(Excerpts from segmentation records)
--- begin ---

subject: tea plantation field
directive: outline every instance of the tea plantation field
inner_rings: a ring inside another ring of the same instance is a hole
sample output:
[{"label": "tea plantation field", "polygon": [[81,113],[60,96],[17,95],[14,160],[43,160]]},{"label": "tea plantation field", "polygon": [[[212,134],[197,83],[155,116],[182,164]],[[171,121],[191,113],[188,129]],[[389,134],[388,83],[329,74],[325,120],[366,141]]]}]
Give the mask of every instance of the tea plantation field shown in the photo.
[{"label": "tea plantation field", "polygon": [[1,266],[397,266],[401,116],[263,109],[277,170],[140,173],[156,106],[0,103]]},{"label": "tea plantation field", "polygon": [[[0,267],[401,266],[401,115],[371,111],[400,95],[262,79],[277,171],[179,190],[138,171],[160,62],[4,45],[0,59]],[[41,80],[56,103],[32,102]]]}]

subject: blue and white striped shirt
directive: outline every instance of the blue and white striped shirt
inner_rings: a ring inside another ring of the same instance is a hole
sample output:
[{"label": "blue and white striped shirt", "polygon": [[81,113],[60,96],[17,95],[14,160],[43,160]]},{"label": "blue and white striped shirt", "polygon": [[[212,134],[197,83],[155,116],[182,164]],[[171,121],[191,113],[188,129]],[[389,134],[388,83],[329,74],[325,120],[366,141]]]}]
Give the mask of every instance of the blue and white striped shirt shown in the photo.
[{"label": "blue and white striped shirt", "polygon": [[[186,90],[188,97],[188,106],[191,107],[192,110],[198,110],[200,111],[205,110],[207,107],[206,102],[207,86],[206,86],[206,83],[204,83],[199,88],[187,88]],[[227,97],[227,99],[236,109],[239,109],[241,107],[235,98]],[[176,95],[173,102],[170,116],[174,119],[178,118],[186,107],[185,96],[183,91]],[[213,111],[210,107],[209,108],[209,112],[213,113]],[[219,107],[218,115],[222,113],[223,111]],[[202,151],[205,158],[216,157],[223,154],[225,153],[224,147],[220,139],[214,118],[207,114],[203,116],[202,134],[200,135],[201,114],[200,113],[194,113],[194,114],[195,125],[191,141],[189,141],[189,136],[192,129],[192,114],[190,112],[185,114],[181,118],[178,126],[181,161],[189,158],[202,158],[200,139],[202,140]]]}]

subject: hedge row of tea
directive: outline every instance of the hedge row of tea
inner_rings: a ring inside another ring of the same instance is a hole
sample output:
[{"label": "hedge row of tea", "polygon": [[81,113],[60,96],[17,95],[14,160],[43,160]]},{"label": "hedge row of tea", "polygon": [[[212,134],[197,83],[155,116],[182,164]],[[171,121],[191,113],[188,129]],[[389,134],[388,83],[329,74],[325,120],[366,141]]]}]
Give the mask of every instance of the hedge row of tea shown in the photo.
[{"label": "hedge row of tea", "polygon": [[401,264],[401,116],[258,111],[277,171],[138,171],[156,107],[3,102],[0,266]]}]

--- end ---
--- begin ---

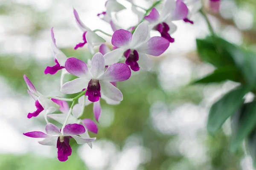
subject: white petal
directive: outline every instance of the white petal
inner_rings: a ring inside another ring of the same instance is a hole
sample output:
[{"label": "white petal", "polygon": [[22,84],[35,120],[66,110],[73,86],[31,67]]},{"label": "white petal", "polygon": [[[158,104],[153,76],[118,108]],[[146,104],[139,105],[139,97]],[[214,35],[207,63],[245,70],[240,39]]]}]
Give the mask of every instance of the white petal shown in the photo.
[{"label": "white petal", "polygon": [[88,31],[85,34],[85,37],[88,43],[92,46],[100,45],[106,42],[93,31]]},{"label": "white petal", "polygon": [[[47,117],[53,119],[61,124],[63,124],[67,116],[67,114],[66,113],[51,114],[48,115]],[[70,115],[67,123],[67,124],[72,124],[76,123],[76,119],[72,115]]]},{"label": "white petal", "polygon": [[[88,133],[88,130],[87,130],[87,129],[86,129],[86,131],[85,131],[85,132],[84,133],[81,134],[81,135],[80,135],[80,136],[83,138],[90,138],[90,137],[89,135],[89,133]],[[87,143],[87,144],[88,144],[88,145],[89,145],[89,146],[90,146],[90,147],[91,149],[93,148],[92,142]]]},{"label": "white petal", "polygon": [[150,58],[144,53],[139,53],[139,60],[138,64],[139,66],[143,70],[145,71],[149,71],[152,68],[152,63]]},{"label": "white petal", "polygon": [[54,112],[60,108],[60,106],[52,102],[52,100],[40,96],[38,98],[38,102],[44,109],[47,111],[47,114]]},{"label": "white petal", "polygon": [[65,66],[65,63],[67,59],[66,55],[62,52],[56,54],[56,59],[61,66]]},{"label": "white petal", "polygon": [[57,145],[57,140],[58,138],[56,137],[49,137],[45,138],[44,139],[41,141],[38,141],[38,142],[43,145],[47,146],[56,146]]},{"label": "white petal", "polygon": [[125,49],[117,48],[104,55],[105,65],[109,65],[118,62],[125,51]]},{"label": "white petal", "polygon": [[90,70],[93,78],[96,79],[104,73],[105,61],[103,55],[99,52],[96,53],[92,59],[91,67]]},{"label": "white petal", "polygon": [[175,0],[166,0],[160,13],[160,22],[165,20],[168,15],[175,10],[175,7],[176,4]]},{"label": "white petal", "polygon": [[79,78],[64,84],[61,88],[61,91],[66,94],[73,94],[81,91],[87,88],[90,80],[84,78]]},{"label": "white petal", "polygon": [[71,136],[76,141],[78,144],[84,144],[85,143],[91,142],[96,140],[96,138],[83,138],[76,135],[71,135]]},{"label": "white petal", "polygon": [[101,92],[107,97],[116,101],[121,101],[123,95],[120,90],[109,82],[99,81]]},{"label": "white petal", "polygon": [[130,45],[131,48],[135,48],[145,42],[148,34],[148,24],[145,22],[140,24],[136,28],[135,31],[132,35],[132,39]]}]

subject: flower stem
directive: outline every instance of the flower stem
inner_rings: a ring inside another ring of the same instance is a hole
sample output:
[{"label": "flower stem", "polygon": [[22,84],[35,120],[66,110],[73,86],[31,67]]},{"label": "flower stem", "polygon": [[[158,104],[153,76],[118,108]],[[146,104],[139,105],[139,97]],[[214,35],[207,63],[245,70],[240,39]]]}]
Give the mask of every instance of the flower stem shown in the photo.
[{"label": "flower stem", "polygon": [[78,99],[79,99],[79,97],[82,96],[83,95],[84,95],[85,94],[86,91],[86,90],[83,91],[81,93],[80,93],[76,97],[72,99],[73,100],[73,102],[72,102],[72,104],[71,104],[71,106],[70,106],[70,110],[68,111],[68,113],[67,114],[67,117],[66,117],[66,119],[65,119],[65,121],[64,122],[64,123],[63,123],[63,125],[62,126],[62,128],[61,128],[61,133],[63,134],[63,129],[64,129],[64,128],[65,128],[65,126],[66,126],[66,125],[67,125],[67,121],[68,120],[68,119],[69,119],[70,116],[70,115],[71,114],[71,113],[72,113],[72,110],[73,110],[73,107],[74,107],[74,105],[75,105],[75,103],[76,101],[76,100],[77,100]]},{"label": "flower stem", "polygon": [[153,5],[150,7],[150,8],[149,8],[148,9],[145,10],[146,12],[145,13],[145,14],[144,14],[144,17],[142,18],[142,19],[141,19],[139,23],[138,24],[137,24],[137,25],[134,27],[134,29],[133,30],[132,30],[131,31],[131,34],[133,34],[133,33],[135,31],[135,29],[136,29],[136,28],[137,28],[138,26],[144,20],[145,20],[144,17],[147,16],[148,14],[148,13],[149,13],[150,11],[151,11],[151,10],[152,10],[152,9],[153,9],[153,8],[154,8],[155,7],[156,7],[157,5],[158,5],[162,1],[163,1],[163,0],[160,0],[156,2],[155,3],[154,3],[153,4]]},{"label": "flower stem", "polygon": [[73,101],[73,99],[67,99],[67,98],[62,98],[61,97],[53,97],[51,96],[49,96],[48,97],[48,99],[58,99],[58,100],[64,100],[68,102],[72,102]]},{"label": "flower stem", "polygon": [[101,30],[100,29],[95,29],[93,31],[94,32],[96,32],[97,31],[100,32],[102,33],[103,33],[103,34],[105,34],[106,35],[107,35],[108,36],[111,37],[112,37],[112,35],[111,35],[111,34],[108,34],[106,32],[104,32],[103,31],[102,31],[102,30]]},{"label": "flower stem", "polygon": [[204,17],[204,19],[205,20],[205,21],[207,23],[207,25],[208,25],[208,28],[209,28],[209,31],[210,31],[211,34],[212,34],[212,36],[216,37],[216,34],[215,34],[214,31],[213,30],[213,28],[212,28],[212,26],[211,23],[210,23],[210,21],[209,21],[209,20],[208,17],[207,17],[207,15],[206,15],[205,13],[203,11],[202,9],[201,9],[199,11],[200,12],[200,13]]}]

--- end ---

■ **Work to be completed**
Copy the lines starting at the one containing "subject: blue and white striped shirt" and ending at the one containing "Give the mask of every instance of the blue", changing "blue and white striped shirt" to "striped shirt" wherever it occurs and leaving everything else the same.

■ **Correct output**
subject: striped shirt
directive: outline every instance of the striped shirt
inner_rings: a ring inside another ring of the same instance is a hole
sample output:
[{"label": "striped shirt", "polygon": [[81,113],[60,96],[17,95],[14,160],[43,160]]},{"label": "striped shirt", "polygon": [[[212,134],[197,83],[155,116],[182,164]],[[171,121],[191,113],[188,129]],[[389,134],[388,83],[329,74],[325,120],[366,141]]]}]
Give the mask of every instance of the striped shirt shown in the photo.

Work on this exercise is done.